━━━ Document text ━━━

Unlike Genette, this study does not prefer massively hypertextual works to implicitly hypertextual works but pays attention in addition to diverse techniques of allusion to show links to other texts.

The detailed analysis of the authors’ rewrites allows not only for the examination of the literary text itself but also the consideration of the religious, political, aesthetic and ethical matters that are present in the texts as well as their significance in the writers’ worldviews. One of the key findings of this investigation is that a writer’s interpretation of a biblical text depends on existing biblical interpretations, such as institutional interpretations (Catholic or Protestant) or ones based on the works of the Church Fathers (Saint Augustine, Saint Thomas). In fact, the selected literary texts reveal critical re- readings of the Bible and characteristics of Christian apology.

━━━

Pick up the text on literary rewrites of the Bible after its last sentence and continue it.

━━━ Source material ━━━

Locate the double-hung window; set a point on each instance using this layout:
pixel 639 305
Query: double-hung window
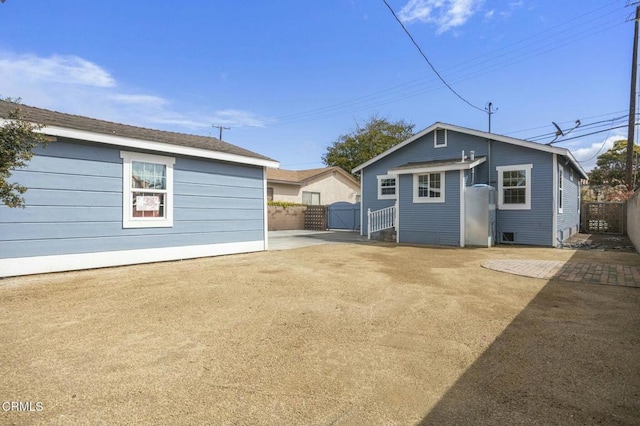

━━━

- **Written response**
Each author featured in this study has a very different relation to Christianity: Paul Claudel is a practicing Catholic; André Gide who comes from a Protestant background is anti-religion; Albert Camus is an agnostic from a Catholic background. The case of Claudel is interesting: in his oeuvre, the biblical re-writing integrates the Catholic dogma and the influence of Saint Thomas. The writing of Gide proves the influence of the French Protestantism of his era; whereas Camus’ interpretation of the biblical text is a consequence of a personal and selective reading containing reflections of Saint Augustine’s notions.

The significance of this study for literary research is to demonstrate that it is possible to apply precise theoretical models and exegesis in order to create interpretations that establish new meanings. The study also points out the relationship between literature and religion from a text-orientated perspective.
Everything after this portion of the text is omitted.